▸ Aufgabe
Stimmen die folgenden Aussagen mit dem Text über das Überwältigtsein überein? Antworten Sie jeweils mit Ja oder Nein und zitieren Sie die entscheidenden Worte des Textes wörtlich. (a) Vor einem Auftritt nimmt sich die schreibende Person vor, ein Standard-Programm ablaufen zu lassen. (b) Während des Vortrags denkt die schreibende Person häufig daran, einen Gang runterzuschalten. (c) Die schreibende Person hat schon immer verstanden, was in solchen Momenten mit ihr passiert.

▸ Analysetext
------------------------------------

Meine Verschöpfung findet ihre Entsprechung vielleicht am ehesten im englischen Ausdruck to be overwhelmed. Mit meinem ADHS-Gehirn fällt es mir nämlich regelmäßig schwer, die vielen äußeren Einflüsse, Begegnungen, Gespräche, Gedanken oder Gefühle zu filtern und zu verarbeiten. Wenn ich eine Aufgabe erledige – so wie heute als Referentin für eine Schulklasse – gebe ich alles. Ich nehme mir im Vorfeld immer vor, "einfach" mal ein Standard-Programm ablaufen zu lassen: Halte Deinen Vortrag, stelle ein paar Fragen, diskutiere ausgewählte Aspekte. Das reicht. Niemand erwartet mehr. Dann kommt der Moment und ich stehe vor der Gruppe. Alle hören mir zu, ich bin da und die Vorsätze weg. Mittendrin. Mit voller Kraft voraus. Laut, wortgewaltig, lachend und meist sehr direkt. Konventionen interessieren mich wenig, ich gebe den Ton an und hole mit meinem Blick jedes Gruppenmitglied persönlich ins Boot. Alle sollen sich wohlfühlen, von mir einbezogen werden und "gemeint sein". Keine passive Mehrheit und wenige aktive Schülerinnen und Schüler. Doch das ist Arbeit, die ein Teil von mir parallel zu meinem Vortrag, leistet. Die Motoren sind angeschmissen, die Keilriemen schmoren, ich lass mich von meinem eigenen Engagement mitreißen. Nur selten fällt mir zwischendurch ein, einen Gang runterzuschalten. Lass mal die anderen machen! Es ist Zeit für eine Verschnaufpause. Doch oh weh, da kommt schon der nächste Impuls wie eine große Welle, die meine zarten Ansätze zur Selbstfürsorge endgültig fortschwemmt. Ein interessanter Gedanke und die Möglichkeit, Geschichten zu erzählen, Zusammenhänge herzustellen, Menschen zu überzeugen und für eine neue Sichtweise – je nach Zielsetzung der Veranstaltung – zu motivieren.  

 

Lange habe ich es nicht verstehen können, was mit mir in solchen Momenten passiert. Warum es immer ganz oder gar nicht sein muss. Die schöne ruhige Mitte mir einfach nicht gelingen will.

------------------------------------

▸ Datenteil
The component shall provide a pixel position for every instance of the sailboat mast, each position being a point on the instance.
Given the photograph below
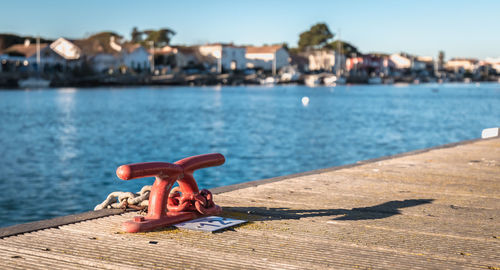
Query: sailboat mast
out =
(339, 50)
(38, 52)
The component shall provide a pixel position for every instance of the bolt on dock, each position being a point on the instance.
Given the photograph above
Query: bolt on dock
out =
(437, 208)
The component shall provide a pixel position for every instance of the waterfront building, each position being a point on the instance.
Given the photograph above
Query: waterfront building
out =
(461, 64)
(135, 57)
(268, 58)
(224, 56)
(181, 57)
(321, 60)
(24, 57)
(400, 61)
(106, 54)
(494, 63)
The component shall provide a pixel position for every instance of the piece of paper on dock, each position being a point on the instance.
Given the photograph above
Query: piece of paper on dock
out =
(209, 224)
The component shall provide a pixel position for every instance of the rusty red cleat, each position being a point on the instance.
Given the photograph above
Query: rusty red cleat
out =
(167, 206)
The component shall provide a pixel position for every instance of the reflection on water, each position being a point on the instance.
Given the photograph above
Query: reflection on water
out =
(60, 147)
(67, 130)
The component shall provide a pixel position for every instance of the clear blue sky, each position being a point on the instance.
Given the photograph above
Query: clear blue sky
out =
(460, 28)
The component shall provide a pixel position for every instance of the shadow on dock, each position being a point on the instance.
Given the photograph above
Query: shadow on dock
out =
(378, 211)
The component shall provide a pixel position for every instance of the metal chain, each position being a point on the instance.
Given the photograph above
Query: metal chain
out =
(201, 202)
(177, 201)
(120, 199)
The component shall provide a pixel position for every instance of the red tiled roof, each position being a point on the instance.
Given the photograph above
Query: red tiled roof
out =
(264, 49)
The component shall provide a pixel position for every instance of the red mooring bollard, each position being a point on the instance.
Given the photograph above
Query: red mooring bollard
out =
(183, 203)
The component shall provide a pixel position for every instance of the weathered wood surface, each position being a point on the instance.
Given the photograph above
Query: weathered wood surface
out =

------------------------------------

▸ Lösung
(a) Ja: „Ich nehme mir im Vorfeld immer vor, "einfach" mal ein Standard-Programm ablaufen zu lassen“
(b) Nein: „Nur selten fällt mir zwischendurch ein, einen Gang runterzuschalten.“
(c) Nein: „Lange habe ich es nicht verstehen können, was mit mir in solchen Momenten passiert.“